start SOURCE PASSAGE

And as a historian, what are some of the key lessons we can learn from studying Nazi propaganda?

9:09: Nicholas O'Shaughnessy:

I think the key lesson is critical thinking. In other words, we have an elaborate education system, but we're not taught critical thinking skills. We are victims if you like ideology, which is reinforced by the internet, because you have all these bubbles where we just talk to like-minded people. The best thing we could possibly do, and America tried this before the second World War, the propaganda analysis movement deviced toolkits, and exercises, much else, for schools and colleges. And it was a big, big thing because the creators of the propaganda analysis movement felt that America was not only vulnerable to Hitler and Nazi propaganda, but also internal demagogues like the famous radio priest, Father, Charles Coughlin of the Church of The Little Flower, who was a right wing zealot. And also corporate propaganda in schools, which they're also very worried about.

end SOURCE PASSAGE
start MATERIAL

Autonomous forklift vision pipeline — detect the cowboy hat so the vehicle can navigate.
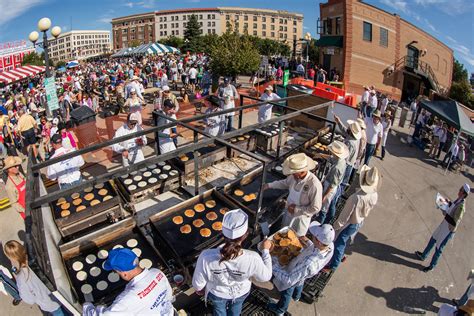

end MATERIAL

§ TO BE DONE
1: In the interview excerpt on Nazi propaganda, who is named as the famous radio priest?
2: Write a continuation of the interview excerpt on Nazi propaganda, starting after its last sentence.
The material is separate from the interview excerpt on Nazi propaganda and stands apart from it.

§ RESULTS
1: Father Charles Coughlin of the Church of The Little Flower.

2:
But the propaganda analysis movement was dissolved after Pearl Harbor and its members then joined the American propaganda effort. Although I should say in relation to World War II, that in 1943,  Life magazine produced an extraordinary edition claiming that the Germans were winning the propaganda war. And they went into great detail about why they thought this was so, and they were internally somewhat peevish because they thought with Hollywood and all the amazing... and Madison avenue, why the hell did the Nazis seem to be winning the propaganda war? But I think in the end, the point is critical thinking. If you actually persuade... And the problem with that is that critical thinking has to be politically neutral. So the examples you would give kids would come from the left liberal as well as the right. In other words, all sides make propaganda. And therefore if you are training kids to detect it, they have to be aware of its ubiquity. But I do think that critical thinking skills are not taught and that if we were better critical thinkers, we would be less vulnerable to the absolute saturation levels of propaganda, which we received today as Germans did under the Third Reich.

11:45: Elena Walsh Ferre:

So on the topic of Donald Trump, which you've spoken about, how does he fit into the evolution of propaganda as we know it?

11:53: Nicholas O'Shaughnessy:

Well, you raised... I mean this is really very, very interesting. And let me say instantly, I'm not pro him at all. I think there were a lot of bien pensant (orthodox) thought has gone wrong is seeing him as just a crude thug. There is actually a huge amount of art in what he does, and in order to understand why he has so much power, we have to look at the artfulness of what he does. And I would say the first thing is entertainment. Really this is the most important thing you can say about Trump. That he emerged in effect obviously long-term, from the real estate world of New York. But in the short-term, he was ... the apprentice. And he was a great American par brand, but it went beneath the radar screen. I think the second point is that he's revived an old medium, namely the mass rally. Of course that's most associated with Hitler, and Hitler weaponized aircraft to be able to address five different rallies every day in his "Hitler over Germany" campaign.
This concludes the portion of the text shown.